**DOCUMENT EXCERPT**

┄┄┄┄┄┄

Perform repeated stratified k-fold cross-validation for model training and tuning
Source:R/machine_learning.R
compute_k_fold_CV.Rd
This function performs repeated stratified k-fold cross-validation on a dataset to train and tune hyperparameters for 13 machine learning methods. Optionally, it can also perform model stacking and Boruta-based feature selection. Performance is evaluated using user-specified metrics such as Accuracy, AUROC, or AUPRC.
Usage
compute_k_fold_CV(
model,
k_folds,
n_rep,
stacking = FALSE,
metric = "Accuracy",
boruta,
boruta_iterations = NULL,
fix_boruta = NULL,
tentative = FALSE,
boruta_threshold = NULL,
file_name = NULL,
LODO = FALSE,
ncores = NULL,
return = FALSE,
fold_construction_fun = NULL,
fold_construction_args = list()
)
Arguments
- model
A data frame containing features and a target column named 'target' corresponding to the response variable to predict.
- k_folds
Integer. Number of folds for k-fold cross-validation. Default is 5.
- n_rep
Integer. Number of repetitions of the k-fold cross-validation. Default is 100.
- stacking
Logical. Whether to perform model stacking. Default is FALSE.
- metric
Character. Metric used for hyperparameter tuning and model evaluation. Supported values are "Accuracy", "AUROC", and "AUPRC".
- boruta
Logical. Whether to apply Boruta for feature selection before model training. Note that many ML models handle feature importance internally, so prior selection is optional unless multicollinearity is a concern. Default is FALSE.
- boruta_iterations
Integer. Number of iterations to run Boruta. Since Boruta involves randomness, repeated runs improve consistency. Default is 100.
- fix_boruta
Logical. Whether to fix Boruta’s internal parameters. See
compute_boruta()

┄┄┄┄┄┄

**ENTRIES SHOWN**
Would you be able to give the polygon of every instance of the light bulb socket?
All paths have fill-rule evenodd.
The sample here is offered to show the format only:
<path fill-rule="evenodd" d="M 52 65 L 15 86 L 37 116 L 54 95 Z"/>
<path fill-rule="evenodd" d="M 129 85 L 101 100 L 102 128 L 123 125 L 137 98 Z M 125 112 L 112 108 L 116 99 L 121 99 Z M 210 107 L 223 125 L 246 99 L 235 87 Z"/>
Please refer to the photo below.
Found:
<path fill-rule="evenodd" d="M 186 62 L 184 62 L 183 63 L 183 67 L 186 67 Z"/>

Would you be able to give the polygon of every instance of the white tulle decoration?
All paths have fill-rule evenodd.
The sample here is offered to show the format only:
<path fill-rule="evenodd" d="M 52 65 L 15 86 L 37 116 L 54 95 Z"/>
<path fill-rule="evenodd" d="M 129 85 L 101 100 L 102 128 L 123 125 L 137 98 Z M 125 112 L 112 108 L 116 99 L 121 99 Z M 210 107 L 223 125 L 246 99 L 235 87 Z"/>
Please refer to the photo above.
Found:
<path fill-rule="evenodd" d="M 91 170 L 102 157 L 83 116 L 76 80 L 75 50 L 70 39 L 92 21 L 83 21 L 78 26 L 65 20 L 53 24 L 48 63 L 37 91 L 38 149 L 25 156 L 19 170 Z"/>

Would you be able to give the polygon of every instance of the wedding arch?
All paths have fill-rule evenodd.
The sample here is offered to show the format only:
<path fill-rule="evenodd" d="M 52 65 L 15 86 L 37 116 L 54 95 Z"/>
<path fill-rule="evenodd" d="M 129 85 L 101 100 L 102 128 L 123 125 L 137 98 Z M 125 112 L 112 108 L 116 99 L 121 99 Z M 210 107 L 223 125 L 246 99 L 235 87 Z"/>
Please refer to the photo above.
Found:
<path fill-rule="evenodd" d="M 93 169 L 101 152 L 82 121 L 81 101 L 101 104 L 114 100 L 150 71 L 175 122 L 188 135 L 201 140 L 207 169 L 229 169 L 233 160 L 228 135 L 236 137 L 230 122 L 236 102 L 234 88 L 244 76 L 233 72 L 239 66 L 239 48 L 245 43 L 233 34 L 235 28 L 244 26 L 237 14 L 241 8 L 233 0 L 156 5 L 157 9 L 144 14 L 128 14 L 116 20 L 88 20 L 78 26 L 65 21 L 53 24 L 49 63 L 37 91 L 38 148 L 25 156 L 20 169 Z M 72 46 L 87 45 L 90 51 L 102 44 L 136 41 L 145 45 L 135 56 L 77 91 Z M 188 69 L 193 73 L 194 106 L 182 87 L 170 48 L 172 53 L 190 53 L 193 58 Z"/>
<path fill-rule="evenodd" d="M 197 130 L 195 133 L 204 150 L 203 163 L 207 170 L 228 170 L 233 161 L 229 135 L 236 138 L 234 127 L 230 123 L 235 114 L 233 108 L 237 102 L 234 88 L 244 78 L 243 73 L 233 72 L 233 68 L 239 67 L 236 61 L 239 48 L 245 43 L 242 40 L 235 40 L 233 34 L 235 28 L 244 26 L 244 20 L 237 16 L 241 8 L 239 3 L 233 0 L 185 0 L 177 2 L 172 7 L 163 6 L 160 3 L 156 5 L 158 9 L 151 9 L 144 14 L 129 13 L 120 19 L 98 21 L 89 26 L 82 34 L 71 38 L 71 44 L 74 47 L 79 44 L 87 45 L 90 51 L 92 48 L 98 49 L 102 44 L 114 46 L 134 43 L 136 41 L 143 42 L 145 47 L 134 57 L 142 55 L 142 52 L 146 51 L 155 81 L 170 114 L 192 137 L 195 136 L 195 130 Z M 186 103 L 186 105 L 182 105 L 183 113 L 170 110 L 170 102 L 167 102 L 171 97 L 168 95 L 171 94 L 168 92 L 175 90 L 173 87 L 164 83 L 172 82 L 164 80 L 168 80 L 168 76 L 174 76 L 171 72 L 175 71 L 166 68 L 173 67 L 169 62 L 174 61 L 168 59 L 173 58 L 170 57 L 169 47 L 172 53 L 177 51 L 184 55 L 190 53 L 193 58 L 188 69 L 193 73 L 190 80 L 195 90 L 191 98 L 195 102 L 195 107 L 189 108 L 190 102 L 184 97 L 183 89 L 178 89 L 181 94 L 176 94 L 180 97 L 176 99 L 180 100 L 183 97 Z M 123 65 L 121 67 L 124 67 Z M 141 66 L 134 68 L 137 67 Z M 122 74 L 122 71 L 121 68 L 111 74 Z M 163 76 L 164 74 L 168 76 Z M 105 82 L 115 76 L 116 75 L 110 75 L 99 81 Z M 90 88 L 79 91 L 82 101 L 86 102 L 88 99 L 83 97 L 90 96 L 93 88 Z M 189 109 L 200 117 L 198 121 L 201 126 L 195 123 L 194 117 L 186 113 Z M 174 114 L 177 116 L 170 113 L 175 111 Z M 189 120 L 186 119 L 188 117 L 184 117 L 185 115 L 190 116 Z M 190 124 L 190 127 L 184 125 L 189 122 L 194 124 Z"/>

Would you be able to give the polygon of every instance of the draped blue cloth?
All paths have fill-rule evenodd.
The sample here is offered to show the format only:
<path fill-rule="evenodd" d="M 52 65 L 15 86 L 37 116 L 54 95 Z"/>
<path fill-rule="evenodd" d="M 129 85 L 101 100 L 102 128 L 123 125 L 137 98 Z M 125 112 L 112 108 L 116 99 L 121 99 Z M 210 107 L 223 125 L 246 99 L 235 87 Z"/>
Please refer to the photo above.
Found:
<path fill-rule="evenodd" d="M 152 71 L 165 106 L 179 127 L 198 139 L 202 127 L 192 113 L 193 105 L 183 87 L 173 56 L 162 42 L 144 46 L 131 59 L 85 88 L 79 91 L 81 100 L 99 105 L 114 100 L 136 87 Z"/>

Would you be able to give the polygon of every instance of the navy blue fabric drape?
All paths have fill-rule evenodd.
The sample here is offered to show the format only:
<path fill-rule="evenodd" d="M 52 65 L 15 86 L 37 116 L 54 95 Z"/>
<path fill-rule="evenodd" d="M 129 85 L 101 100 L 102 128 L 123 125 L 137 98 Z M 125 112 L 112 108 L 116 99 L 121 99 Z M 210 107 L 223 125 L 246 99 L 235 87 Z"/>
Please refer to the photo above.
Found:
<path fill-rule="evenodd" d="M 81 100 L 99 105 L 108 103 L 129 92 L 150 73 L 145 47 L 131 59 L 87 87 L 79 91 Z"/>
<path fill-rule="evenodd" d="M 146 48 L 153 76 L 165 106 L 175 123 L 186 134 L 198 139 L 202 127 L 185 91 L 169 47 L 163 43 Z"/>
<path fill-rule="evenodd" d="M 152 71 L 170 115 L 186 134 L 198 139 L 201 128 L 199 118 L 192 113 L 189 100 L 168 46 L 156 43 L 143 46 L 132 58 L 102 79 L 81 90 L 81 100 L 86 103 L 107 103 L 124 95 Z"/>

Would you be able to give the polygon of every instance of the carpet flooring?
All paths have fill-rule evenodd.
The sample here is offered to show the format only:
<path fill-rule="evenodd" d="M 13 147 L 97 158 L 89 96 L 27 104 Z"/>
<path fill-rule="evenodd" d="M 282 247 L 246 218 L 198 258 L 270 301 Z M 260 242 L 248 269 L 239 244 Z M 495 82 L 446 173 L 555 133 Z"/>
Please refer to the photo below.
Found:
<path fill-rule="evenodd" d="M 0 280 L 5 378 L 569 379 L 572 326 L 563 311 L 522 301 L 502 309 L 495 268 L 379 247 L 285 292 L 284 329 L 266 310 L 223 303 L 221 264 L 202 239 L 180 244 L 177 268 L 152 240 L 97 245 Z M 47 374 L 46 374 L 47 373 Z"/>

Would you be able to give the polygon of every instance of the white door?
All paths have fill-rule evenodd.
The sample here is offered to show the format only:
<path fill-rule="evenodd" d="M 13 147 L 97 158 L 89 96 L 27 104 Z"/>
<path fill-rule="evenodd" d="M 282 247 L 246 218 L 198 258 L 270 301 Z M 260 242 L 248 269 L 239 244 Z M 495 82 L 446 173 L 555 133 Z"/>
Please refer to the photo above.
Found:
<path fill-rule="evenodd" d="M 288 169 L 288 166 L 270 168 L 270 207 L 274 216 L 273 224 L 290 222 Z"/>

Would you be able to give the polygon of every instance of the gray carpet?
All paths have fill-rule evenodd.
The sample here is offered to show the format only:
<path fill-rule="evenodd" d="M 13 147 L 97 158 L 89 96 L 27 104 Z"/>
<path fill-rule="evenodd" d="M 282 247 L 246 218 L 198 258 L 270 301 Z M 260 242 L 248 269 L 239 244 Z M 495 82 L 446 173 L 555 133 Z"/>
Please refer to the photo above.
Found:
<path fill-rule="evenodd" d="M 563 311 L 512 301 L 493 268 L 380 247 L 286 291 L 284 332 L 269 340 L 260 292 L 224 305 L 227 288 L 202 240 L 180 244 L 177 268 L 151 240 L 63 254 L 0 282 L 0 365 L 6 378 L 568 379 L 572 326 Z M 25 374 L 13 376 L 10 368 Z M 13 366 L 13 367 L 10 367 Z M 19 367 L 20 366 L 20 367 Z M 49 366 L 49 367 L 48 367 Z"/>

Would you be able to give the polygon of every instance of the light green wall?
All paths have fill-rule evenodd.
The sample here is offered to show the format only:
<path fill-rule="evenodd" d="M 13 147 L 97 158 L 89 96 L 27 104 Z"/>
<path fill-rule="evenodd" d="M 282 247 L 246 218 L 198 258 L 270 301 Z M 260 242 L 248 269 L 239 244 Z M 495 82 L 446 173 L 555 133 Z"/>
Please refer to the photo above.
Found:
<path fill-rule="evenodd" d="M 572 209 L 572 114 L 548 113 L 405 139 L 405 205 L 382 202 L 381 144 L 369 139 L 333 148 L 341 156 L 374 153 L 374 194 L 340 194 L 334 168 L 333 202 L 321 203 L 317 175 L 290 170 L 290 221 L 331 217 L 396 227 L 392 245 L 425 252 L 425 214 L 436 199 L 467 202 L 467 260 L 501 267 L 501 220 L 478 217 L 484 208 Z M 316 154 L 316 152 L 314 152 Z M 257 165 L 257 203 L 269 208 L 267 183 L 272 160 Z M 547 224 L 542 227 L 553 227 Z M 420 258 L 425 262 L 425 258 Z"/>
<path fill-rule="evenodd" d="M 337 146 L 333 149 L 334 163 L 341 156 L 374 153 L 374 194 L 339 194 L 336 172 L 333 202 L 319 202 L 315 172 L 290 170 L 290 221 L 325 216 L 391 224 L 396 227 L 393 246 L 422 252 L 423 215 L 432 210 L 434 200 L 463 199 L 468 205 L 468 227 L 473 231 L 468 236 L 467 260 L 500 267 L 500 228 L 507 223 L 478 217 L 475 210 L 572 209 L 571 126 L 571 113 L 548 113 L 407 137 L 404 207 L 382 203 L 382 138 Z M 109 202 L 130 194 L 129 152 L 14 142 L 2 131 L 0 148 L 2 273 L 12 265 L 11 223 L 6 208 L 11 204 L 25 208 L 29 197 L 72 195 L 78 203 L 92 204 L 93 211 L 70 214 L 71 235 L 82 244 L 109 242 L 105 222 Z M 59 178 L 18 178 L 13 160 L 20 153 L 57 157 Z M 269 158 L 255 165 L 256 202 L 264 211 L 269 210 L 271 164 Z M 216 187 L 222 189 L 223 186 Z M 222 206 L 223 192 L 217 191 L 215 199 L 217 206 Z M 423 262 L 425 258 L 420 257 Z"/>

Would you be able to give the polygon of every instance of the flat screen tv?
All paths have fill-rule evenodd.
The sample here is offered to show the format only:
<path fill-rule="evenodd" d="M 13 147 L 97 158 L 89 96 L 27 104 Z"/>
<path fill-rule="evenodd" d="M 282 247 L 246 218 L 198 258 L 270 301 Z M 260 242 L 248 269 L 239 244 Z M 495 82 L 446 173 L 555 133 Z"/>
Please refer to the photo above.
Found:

┄┄┄┄┄┄

**EXERCISES TO COMPLETE**
**A)** Rewrite the compute_k_fold_CV documentation starting with "- boruta_iterations" and going on through "compute_boruta()", replacing "consistency" with "reproducibility".
**B)** Write the next part of the compute_k_fold_CV documentation, continuing after its last line.

**FINAL ANSWERS**
**A)**
- boruta_iterations
Integer. Number of iterations to run Boruta. Since Boruta involves randomness, repeated runs improve reproducibility. Default is 100.
- fix_boruta
Logical. Whether to fix Boruta’s internal parameters. See
compute_boruta()

**B)**
for details.- tentative
Logical. Whether to include tentative features as confirmed in the training dataset.
- boruta_threshold
Numeric. Threshold for confirming features after multiple Boruta iterations. For example, 0.8 means features must be confirmed in at least 80% of iterations. Default is 0.8.
- file_name
Character. File name used for saving output plots in the
Results/
directory.- LODO
Logical. If TRUE, performs Leave-One-Dataset-Out (LODO) cross-validation by stratifying folds based on cohort membership.
- ncores
Integer. Number of cores to use for parallelization. If not given, detectCores() - 1 will be used.
- return
Logical. Whether to return the results and generated plots.
- fold_construction_fun
Function. A custom function used to construct the cross-validation folds. It should return a list of training indices for each fold.
- fold_construction_args
List. Named list of additional arguments to pass to
fold_construction_fun
.
Value
A list containing:
Features used during training
The selected machine learning model
All trained machine learning models
If stacking = TRUE
, the list will also include:
Base models
Meta-learner
Matrix of weighted feature importance (see
calculate_feature_importance_stacking()
)